=== Anweisungen ===
Gib das gesamte nachstehende Material Zeile für Zeile als Markdown-Tabelle mit den Spalten „Nummer“ (fortlaufend) und „Zeile“ wieder. Leerzeilen lässt du dabei weg.

=== Gesammelte Daten ===
══════

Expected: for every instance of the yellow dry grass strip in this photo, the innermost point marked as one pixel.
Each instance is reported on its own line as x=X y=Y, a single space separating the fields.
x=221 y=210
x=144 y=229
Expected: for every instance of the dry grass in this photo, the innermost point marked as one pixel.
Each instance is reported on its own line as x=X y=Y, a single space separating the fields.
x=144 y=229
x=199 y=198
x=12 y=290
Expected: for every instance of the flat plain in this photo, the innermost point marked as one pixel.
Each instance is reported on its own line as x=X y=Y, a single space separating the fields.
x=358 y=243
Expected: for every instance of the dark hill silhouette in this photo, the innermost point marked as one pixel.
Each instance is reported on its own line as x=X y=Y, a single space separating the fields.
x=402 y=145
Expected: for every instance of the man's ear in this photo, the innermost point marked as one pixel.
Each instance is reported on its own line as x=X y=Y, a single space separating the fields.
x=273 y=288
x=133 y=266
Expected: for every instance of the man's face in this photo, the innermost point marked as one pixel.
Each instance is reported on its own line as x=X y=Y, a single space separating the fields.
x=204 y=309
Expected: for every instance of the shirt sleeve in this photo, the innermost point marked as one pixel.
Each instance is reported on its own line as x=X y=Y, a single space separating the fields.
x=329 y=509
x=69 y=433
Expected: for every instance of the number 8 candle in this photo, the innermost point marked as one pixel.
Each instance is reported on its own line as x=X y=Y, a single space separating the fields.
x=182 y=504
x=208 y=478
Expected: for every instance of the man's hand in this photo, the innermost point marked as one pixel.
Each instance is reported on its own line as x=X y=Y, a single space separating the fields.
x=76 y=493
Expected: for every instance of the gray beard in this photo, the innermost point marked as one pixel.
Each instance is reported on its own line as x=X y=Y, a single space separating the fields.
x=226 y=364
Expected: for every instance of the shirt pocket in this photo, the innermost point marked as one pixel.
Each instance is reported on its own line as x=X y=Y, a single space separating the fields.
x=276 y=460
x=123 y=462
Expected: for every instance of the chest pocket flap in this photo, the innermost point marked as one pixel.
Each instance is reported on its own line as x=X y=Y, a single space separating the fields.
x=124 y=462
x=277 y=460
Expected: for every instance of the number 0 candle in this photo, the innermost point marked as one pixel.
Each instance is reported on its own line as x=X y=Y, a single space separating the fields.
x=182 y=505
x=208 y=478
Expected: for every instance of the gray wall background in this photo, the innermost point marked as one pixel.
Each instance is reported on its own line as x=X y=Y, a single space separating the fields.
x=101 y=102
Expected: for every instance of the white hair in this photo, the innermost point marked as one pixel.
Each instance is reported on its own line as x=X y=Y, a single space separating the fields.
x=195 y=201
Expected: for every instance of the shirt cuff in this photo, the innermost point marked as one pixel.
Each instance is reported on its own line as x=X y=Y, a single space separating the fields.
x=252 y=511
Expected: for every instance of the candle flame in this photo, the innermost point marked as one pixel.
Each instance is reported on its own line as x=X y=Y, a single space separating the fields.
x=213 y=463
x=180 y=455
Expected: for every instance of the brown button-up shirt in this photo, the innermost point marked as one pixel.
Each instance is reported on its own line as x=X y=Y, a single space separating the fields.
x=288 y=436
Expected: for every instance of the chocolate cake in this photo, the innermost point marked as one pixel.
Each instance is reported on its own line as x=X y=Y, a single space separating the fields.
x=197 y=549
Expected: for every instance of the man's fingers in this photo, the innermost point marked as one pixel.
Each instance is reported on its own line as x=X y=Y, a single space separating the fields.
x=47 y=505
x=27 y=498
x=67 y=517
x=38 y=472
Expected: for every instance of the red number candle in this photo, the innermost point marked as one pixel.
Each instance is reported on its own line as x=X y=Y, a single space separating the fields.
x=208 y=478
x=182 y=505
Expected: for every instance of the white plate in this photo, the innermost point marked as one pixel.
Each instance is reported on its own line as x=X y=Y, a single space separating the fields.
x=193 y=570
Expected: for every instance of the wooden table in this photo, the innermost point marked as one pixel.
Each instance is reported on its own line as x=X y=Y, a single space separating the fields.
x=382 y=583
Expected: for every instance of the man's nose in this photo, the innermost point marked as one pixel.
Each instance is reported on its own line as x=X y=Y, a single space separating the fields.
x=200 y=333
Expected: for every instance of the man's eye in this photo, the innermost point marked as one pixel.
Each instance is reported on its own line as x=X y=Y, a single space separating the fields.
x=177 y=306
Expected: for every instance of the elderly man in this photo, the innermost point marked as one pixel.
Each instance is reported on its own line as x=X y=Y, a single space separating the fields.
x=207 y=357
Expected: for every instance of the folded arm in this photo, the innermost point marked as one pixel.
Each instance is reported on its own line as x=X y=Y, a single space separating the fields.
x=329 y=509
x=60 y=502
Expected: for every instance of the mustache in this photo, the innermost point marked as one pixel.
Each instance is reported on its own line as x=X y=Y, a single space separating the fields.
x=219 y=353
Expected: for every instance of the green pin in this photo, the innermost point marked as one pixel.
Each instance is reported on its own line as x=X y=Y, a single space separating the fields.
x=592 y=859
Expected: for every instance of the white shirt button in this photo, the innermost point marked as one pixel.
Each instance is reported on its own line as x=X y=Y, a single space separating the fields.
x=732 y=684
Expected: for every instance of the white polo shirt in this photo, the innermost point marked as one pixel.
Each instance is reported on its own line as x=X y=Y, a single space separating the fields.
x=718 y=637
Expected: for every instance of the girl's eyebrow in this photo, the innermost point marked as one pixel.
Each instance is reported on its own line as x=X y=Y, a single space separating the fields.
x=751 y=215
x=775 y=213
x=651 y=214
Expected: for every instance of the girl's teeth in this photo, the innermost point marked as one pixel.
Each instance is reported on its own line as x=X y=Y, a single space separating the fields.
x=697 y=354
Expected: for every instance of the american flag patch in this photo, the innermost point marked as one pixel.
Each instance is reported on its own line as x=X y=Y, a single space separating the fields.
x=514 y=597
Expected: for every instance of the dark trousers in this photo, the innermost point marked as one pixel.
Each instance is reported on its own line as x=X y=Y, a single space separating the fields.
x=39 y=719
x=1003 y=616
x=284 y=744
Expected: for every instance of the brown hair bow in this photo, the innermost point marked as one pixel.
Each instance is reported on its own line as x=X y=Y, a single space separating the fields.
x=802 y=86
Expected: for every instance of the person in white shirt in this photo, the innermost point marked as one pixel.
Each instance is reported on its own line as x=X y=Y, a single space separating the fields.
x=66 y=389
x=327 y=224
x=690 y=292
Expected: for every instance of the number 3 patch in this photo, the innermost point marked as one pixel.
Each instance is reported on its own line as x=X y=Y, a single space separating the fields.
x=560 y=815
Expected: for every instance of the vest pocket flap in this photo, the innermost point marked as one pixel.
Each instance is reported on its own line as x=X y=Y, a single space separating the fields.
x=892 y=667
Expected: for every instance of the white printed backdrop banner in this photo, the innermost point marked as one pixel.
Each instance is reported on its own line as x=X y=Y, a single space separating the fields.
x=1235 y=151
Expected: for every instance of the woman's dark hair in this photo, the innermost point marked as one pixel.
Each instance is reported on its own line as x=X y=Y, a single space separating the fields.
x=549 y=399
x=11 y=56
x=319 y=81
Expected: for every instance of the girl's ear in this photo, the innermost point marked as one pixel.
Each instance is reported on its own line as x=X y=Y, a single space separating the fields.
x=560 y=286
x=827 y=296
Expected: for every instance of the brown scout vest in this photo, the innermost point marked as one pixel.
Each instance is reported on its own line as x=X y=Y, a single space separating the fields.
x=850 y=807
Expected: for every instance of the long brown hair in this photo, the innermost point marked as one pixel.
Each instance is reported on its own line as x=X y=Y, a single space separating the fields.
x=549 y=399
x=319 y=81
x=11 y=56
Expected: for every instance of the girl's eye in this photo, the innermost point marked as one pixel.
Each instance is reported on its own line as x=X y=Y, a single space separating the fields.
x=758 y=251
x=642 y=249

══════

=== Ergebnis der Aufgabe ===
| Nummer | Zeile |
|---|---|
| 1 | Expected: for every instance of the yellow dry grass strip in this photo, the innermost point marked as one pixel. |
| 2 | Each instance is reported on its own line as x=X y=Y, a single space separating the fields. |
| 3 | x=221 y=210 |
| 4 | x=144 y=229 |
| 5 | Expected: for every instance of the dry grass in this photo, the innermost point marked as one pixel. |
| 6 | Each instance is reported on its own line as x=X y=Y, a single space separating the fields. |
| 7 | x=144 y=229 |
| 8 | x=199 y=198 |
| 9 | x=12 y=290 |
| 10 | Expected: for every instance of the flat plain in this photo, the innermost point marked as one pixel. |
| 11 | Each instance is reported on its own line as x=X y=Y, a single space separating the fields. |
| 12 | x=358 y=243 |
| 13 | Expected: for every instance of the dark hill silhouette in this photo, the innermost point marked as one pixel. |
| 14 | Each instance is reported on its own line as x=X y=Y, a single space separating the fields. |
| 15 | x=402 y=145 |
| 16 | Expected: for every instance of the man's ear in this photo, the innermost point marked as one pixel. |
| 17 | Each instance is reported on its own line as x=X y=Y, a single space separating the fields. |
| 18 | x=273 y=288 |
| 19 | x=133 y=266 |
| 20 | Expected: for every instance of the man's face in this photo, the innermost point marked as one pixel. |
| 21 | Each instance is reported on its own line as x=X y=Y, a single space separating the fields. |
| 22 | x=204 y=309 |
| 23 | Expected: for every instance of the shirt sleeve in this photo, the innermost point marked as one pixel. |
| 24 | Each instance is reported on its own line as x=X y=Y, a single space separating the fields. |
| 25 | x=329 y=509 |
| 26 | x=69 y=433 |
| 27 | Expected: for every instance of the number 8 candle in this photo, the innermost point marked as one pixel. |
| 28 | Each instance is reported on its own line as x=X y=Y, a single space separating the fields. |
| 29 | x=182 y=504 |
| 30 | x=208 y=478 |
| 31 | Expected: for every instance of the man's hand in this photo, the innermost point marked as one pixel. |
| 32 | Each instance is reported on its own line as x=X y=Y, a single space separating the fields. |
| 33 | x=76 y=493 |
| 34 | Expected: for every instance of the gray beard in this photo, the innermost point marked as one pixel. |
| 35 | Each instance is reported on its own line as x=X y=Y, a single space separating the fields. |
| 36 | x=226 y=364 |
| 37 | Expected: for every instance of the shirt pocket in this photo, the innermost point marked as one pixel. |
| 38 | Each instance is reported on its own line as x=X y=Y, a single space separating the fields. |
| 39 | x=276 y=460 |
| 40 | x=123 y=462 |
| 41 | Expected: for every instance of the chest pocket flap in this photo, the innermost point marked as one pixel. |
| 42 | Each instance is reported on its own line as x=X y=Y, a single space separating the fields. |
| 43 | x=124 y=462 |
| 44 | x=277 y=460 |
| 45 | Expected: for every instance of the number 0 candle in this photo, the innermost point marked as one pixel. |
| 46 | Each instance is reported on its own line as x=X y=Y, a single space separating the fields. |
| 47 | x=182 y=505 |
| 48 | x=208 y=478 |
| 49 | Expected: for every instance of the gray wall background in this photo, the innermost point marked as one pixel. |
| 50 | Each instance is reported on its own line as x=X y=Y, a single space separating the fields. |
| 51 | x=101 y=102 |
| 52 | Expected: for every instance of the white hair in this photo, the innermost point marked as one pixel. |
| 53 | Each instance is reported on its own line as x=X y=Y, a single space separating the fields. |
| 54 | x=195 y=201 |
| 55 | Expected: for every instance of the shirt cuff in this photo, the innermost point marked as one pixel. |
| 56 | Each instance is reported on its own line as x=X y=Y, a single space separating the fields. |
| 57 | x=252 y=511 |
| 58 | Expected: for every instance of the candle flame in this photo, the innermost point marked as one pixel. |
| 59 | Each instance is reported on its own line as x=X y=Y, a single space separating the fields. |
| 60 | x=213 y=463 |
| 61 | x=180 y=455 |
| 62 | Expected: for every instance of the brown button-up shirt in this photo, the innermost point marked as one pixel. |
| 63 | Each instance is reported on its own line as x=X y=Y, a single space separating the fields. |
| 64 | x=288 y=436 |
| 65 | Expected: for every instance of the chocolate cake in this photo, the innermost point marked as one pixel. |
| 66 | Each instance is reported on its own line as x=X y=Y, a single space separating the fields. |
| 67 | x=197 y=549 |
| 68 | Expected: for every instance of the man's fingers in this photo, the innermost point marked as one pixel. |
| 69 | Each instance is reported on its own line as x=X y=Y, a single space separating the fields. |
| 70 | x=47 y=505 |
| 71 | x=27 y=498 |
| 72 | x=67 y=517 |
| 73 | x=38 y=472 |
| 74 | Expected: for every instance of the red number candle in this photo, the innermost point marked as one pixel. |
| 75 | Each instance is reported on its own line as x=X y=Y, a single space separating the fields. |
| 76 | x=208 y=478 |
| 77 | x=182 y=505 |
| 78 | Expected: for every instance of the white plate in this photo, the innermost point marked as one pixel. |
| 79 | Each instance is reported on its own line as x=X y=Y, a single space separating the fields. |
| 80 | x=193 y=570 |
| 81 | Expected: for every instance of the wooden table in this photo, the innermost point marked as one pixel. |
| 82 | Each instance is reported on its own line as x=X y=Y, a single space separating the fields. |
| 83 | x=382 y=583 |
| 84 | Expected: for every instance of the man's nose in this photo, the innermost point marked as one pixel. |
| 85 | Each instance is reported on its own line as x=X y=Y, a single space separating the fields. |
| 86 | x=200 y=333 |
| 87 | Expected: for every instance of the man's eye in this photo, the innermost point marked as one pixel. |
| 88 | Each instance is reported on its own line as x=X y=Y, a single space separating the fields. |
| 89 | x=177 y=306 |
| 90 | Expected: for every instance of the elderly man in this photo, the innermost point marked as one pixel. |
| 91 | Each instance is reported on its own line as x=X y=Y, a single space separating the fields. |
| 92 | x=207 y=357 |
| 93 | Expected: for every instance of the folded arm in this photo, the innermost point marked as one pixel. |
| 94 | Each instance is reported on its own line as x=X y=Y, a single space separating the fields. |
| 95 | x=329 y=509 |
| 96 | x=60 y=502 |
| 97 | Expected: for every instance of the mustache in this photo, the innermost point marked as one pixel. |
| 98 | Each instance is reported on its own line as x=X y=Y, a single space separating the fields. |
| 99 | x=219 y=353 |
| 100 | Expected: for every instance of the green pin in this photo, the innermost point marked as one pixel. |
| 101 | Each instance is reported on its own line as x=X y=Y, a single space separating the fields. |
| 102 | x=592 y=859 |
| 103 | Expected: for every instance of the white shirt button in this photo, the innermost point marked as one pixel. |
| 104 | Each instance is reported on its own line as x=X y=Y, a single space separating the fields. |
| 105 | x=732 y=684 |
| 106 | Expected: for every instance of the white polo shirt in this photo, the innermost point marked as one pixel. |
| 107 | Each instance is reported on its own line as x=X y=Y, a single space separating the fields. |
| 108 | x=718 y=637 |
| 109 | Expected: for every instance of the girl's eyebrow in this photo, the innermost point marked as one pixel. |
| 110 | Each instance is reported on its own line as x=X y=Y, a single space separating the fields. |
| 111 | x=751 y=215 |
| 112 | x=775 y=213 |
| 113 | x=651 y=214 |
| 114 | Expected: for every instance of the girl's teeth in this photo, the innermost point marked as one pixel. |
| 115 | Each instance is reported on its own line as x=X y=Y, a single space separating the fields. |
| 116 | x=697 y=354 |
| 117 | Expected: for every instance of the american flag patch in this photo, the innermost point marked as one pixel. |
| 118 | Each instance is reported on its own line as x=X y=Y, a single space separating the fields. |
| 119 | x=514 y=597 |
| 120 | Expected: for every instance of the dark trousers in this photo, the innermost point marked as one pixel. |
| 121 | Each instance is reported on its own line as x=X y=Y, a single space separating the fields. |
| 122 | x=39 y=719 |
| 123 | x=1003 y=616 |
| 124 | x=284 y=744 |
| 125 | Expected: for every instance of the brown hair bow in this photo, the innermost point marked as one pixel. |
| 126 | Each instance is reported on its own line as x=X y=Y, a single space separating the fields. |
| 127 | x=802 y=86 |
| 128 | Expected: for every instance of the person in white shirt in this photo, the innermost point marked as one pixel. |
| 129 | Each instance is reported on its own line as x=X y=Y, a single space separating the fields. |
| 130 | x=66 y=389 |
| 131 | x=327 y=224 |
| 132 | x=690 y=292 |
| 133 | Expected: for every instance of the number 3 patch in this photo, the innermost point marked as one pixel. |
| 134 | Each instance is reported on its own line as x=X y=Y, a single space separating the fields. |
| 135 | x=560 y=815 |
| 136 | Expected: for every instance of the vest pocket flap in this photo, the innermost point marked as one pixel. |
| 137 | Each instance is reported on its own line as x=X y=Y, a single space separating the fields. |
| 138 | x=892 y=667 |
| 139 | Expected: for every instance of the white printed backdrop banner in this photo, the innermost point marked as one pixel. |
| 140 | Each instance is reported on its own line as x=X y=Y, a single space separating the fields. |
| 141 | x=1235 y=151 |
| 142 | Expected: for every instance of the woman's dark hair in this photo, the innermost point marked as one pixel. |
| 143 | Each instance is reported on its own line as x=X y=Y, a single space separating the fields. |
| 144 | x=549 y=399 |
| 145 | x=11 y=56 |
| 146 | x=319 y=81 |
| 147 | Expected: for every instance of the girl's ear in this photo, the innermost point marked as one pixel. |
| 148 | Each instance is reported on its own line as x=X y=Y, a single space separating the fields. |
| 149 | x=560 y=286 |
| 150 | x=827 y=296 |
| 151 | Expected: for every instance of the brown scout vest in this photo, the innermost point marked as one pixel. |
| 152 | Each instance is reported on its own line as x=X y=Y, a single space separating the fields. |
| 153 | x=850 y=807 |
| 154 | Expected: for every instance of the long brown hair in this photo, the innermost point marked as one pixel. |
| 155 | Each instance is reported on its own line as x=X y=Y, a single space separating the fields. |
| 156 | x=549 y=399 |
| 157 | x=319 y=81 |
| 158 | x=11 y=56 |
| 159 | Expected: for every instance of the girl's eye in this photo, the innermost point marked as one pixel. |
| 160 | Each instance is reported on its own line as x=X y=Y, a single space separating the fields. |
| 161 | x=758 y=251 |
| 162 | x=642 y=249 |